## Aim of the exercise
Gather, from the listing beneath this task, every line holding the string "texture".

START Provided information

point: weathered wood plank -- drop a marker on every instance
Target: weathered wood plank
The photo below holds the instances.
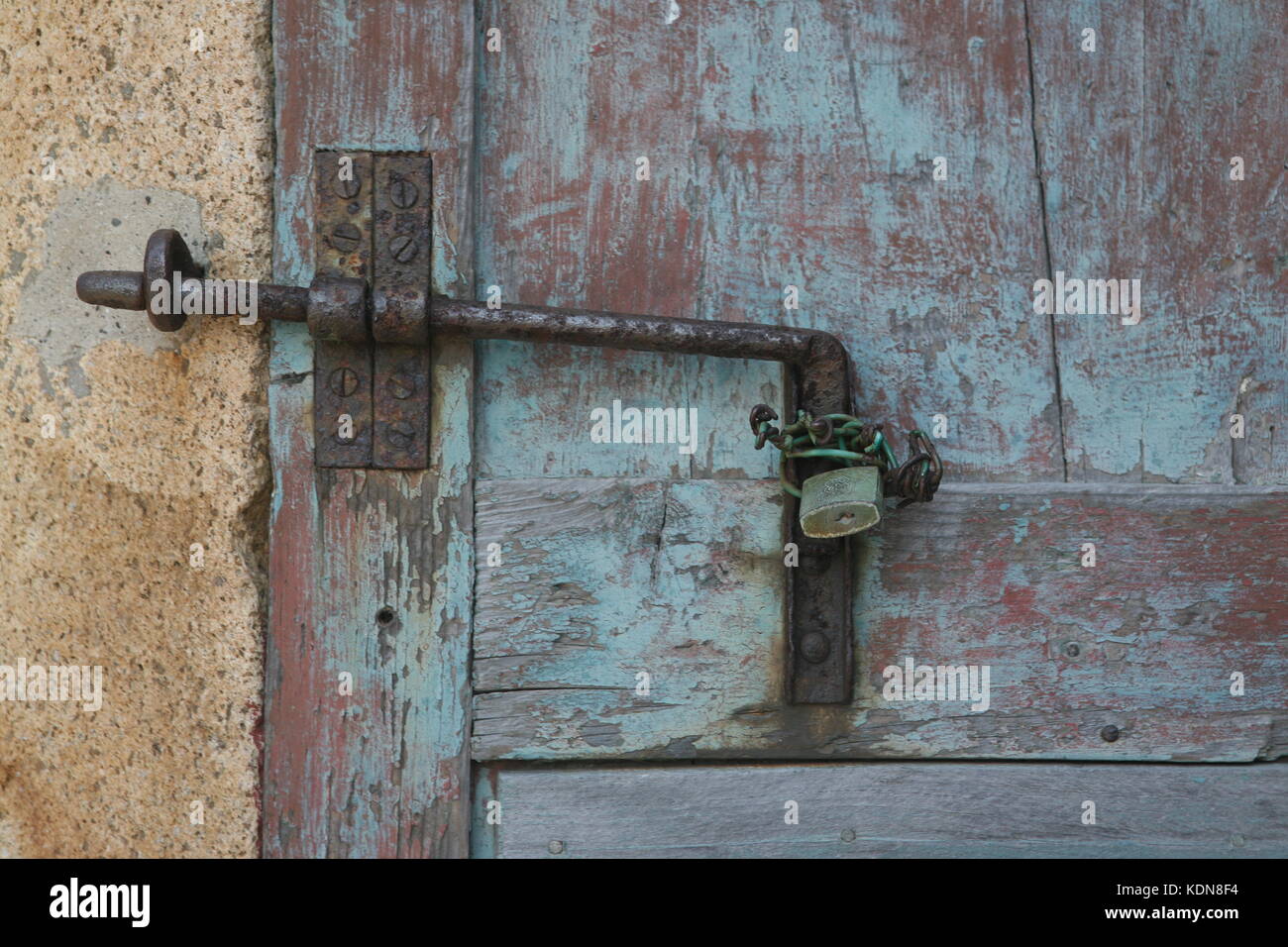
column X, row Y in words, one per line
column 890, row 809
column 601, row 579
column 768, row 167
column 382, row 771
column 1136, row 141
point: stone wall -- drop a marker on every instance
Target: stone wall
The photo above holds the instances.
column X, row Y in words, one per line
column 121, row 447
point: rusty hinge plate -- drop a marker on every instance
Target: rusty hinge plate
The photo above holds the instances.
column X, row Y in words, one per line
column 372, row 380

END Provided information
START Provided information

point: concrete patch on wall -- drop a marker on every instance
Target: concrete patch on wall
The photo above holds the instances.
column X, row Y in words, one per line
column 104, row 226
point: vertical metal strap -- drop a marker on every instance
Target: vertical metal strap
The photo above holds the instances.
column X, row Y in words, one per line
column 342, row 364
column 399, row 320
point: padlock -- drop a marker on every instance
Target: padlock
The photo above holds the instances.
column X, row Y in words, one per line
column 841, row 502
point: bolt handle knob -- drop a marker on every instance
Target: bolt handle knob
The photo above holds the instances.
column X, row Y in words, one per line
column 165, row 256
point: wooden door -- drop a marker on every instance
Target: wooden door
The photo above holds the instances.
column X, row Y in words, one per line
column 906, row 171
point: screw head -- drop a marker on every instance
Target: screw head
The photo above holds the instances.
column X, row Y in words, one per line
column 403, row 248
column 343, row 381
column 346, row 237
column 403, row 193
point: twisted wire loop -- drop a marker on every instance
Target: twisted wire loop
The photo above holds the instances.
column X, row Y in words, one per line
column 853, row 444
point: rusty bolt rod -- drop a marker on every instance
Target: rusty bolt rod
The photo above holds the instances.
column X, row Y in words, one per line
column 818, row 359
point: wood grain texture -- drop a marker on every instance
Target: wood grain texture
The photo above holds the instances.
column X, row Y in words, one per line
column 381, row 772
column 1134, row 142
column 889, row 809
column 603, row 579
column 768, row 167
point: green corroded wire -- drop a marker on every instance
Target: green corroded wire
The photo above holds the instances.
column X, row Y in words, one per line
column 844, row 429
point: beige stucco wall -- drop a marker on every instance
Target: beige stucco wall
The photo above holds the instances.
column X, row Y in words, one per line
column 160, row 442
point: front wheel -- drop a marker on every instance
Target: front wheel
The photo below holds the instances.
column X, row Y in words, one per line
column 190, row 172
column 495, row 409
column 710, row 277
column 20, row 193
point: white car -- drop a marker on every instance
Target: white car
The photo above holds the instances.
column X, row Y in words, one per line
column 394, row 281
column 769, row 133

END Provided information
START Provided information

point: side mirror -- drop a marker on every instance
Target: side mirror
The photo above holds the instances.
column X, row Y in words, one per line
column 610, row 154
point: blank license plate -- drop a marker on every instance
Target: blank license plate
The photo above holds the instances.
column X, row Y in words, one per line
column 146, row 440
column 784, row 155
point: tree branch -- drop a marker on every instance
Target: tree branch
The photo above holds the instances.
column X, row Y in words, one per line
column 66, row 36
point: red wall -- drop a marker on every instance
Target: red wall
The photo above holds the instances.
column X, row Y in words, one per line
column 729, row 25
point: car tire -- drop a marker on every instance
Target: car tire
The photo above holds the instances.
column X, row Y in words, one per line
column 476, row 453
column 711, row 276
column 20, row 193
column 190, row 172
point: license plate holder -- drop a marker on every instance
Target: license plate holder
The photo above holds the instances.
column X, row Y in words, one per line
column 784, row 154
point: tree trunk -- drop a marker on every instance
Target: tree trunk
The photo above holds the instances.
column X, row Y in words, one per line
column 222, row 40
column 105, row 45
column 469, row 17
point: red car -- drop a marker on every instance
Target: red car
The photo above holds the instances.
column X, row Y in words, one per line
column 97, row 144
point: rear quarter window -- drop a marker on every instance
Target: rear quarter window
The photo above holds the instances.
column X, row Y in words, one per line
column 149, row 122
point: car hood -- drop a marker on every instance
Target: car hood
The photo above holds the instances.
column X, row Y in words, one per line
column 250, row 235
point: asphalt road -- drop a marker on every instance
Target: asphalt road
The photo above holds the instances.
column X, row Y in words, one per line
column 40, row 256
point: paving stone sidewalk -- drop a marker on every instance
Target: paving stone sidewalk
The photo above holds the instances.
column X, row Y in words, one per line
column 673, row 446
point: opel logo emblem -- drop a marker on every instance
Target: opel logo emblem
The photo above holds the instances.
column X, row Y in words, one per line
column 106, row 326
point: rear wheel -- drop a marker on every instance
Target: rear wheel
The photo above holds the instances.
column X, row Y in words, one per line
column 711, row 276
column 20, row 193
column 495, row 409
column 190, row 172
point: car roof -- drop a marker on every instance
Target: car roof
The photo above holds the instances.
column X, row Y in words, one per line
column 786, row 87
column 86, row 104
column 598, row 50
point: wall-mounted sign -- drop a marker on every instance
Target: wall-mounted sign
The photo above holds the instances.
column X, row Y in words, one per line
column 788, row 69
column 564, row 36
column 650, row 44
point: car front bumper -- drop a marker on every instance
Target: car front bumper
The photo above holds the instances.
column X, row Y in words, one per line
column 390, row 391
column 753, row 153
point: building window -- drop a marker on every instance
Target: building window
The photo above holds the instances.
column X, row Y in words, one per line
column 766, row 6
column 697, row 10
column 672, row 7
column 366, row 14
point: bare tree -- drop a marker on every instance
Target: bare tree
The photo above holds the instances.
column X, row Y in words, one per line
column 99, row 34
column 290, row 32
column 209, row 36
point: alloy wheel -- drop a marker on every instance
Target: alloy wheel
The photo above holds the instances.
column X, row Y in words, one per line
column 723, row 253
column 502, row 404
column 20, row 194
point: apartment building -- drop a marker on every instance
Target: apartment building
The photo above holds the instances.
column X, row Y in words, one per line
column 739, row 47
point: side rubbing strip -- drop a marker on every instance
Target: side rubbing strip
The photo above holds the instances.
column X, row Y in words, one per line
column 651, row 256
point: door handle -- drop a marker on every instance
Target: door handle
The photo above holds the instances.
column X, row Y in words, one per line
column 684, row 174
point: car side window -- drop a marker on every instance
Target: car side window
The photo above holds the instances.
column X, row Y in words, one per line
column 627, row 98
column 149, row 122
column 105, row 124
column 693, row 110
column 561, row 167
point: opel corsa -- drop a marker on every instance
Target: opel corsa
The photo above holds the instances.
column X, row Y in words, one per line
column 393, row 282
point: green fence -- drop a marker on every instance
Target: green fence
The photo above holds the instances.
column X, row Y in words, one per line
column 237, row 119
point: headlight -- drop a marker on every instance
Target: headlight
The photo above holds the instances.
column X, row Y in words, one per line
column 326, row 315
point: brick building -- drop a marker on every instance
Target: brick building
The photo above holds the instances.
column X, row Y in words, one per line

END Provided information

## Completed task
point: wood grain texture -- drop a marker on every instance
Target: wood grain texture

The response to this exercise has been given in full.